#### DOCUMENT EXCERPT:
================================
Carrie Packing Nearly 70 MPH Winds Drowns the Holiday Spirit Under 12.5 Inches of Flooding Rain

 
Tropical storm Carrie, packing winds , of nearly 70 miles an hour, overran the Vineyard Sunday, drenching the Labor Day holiday spirit, flooding streets, and cellars, scattering tree limbs and leaves in her path, and generally ruining the last happy weekend of the 1972 summer season.
 
Despite an unwelcome abundance of small calamities, the Island recorded no severe damage of any sort, however, although the windy wet storm caused unusual confu­sion and called out a number of heroic figures, usually unsung, to clear streets, pump flooded basements and capsized small boats, direct clogged lines of traffic, and get things back to normal.
 
Stanton C. Richards, who main­tains an official gauge for measur­ing rainfall at his Tashmoo home, recorded a total of 12.50 inches of rain by late Sunday when the skies began to clear, He said that rainfall during the storm averaged about an inch each hour. By 7 a. m. Sunday, the rain which began only four hours earlier, had accumulated to about 4.75 inches. Between this time and about 4:30 p.m. additional 7.75 Inches fell on the swamped Is­land. “The rainfall was simply astronomical,” Mr. Richards said.
================================
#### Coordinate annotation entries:

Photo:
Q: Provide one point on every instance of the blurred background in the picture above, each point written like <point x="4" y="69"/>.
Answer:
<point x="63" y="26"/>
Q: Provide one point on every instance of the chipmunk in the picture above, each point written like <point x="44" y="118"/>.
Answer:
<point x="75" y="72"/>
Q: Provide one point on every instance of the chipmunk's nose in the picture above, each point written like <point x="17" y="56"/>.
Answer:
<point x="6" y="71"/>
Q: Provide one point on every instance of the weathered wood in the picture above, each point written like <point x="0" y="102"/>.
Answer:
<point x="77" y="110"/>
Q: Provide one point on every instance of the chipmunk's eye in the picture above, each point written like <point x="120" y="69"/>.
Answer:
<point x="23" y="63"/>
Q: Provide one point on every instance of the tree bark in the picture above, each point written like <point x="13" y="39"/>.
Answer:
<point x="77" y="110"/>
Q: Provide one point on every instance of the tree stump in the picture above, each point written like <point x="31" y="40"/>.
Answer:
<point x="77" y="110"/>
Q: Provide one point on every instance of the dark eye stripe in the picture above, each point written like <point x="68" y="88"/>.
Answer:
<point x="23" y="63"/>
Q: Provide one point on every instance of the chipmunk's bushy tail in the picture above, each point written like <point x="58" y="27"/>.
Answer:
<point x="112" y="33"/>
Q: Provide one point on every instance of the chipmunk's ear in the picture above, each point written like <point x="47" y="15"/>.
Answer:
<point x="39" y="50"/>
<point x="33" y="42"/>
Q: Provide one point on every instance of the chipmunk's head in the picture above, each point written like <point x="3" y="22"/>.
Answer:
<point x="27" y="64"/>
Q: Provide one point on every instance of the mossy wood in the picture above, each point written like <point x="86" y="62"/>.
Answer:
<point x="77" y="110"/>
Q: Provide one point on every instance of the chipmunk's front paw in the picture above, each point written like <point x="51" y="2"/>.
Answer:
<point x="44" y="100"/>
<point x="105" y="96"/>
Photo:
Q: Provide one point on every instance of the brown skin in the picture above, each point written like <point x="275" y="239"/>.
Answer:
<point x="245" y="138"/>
================================
#### EXERCISE TASKS:
**a)** According to the article on Tropical Storm Carrie, where does Stanton C. Richards keep his official rain gauge?
**b)** Locate each line in the entries that contains the word "wood" and copy those lines out.

#### RESULTS FOR THE EXERCISE:
**a)** At his Tashmoo home.

**b)**
Q: Provide one point on every instance of the weathered wood in the picture above, each point written like <point x="0" y="102"/>.
Q: Provide one point on every instance of the mossy wood in the picture above, each point written like <point x="86" y="62"/>.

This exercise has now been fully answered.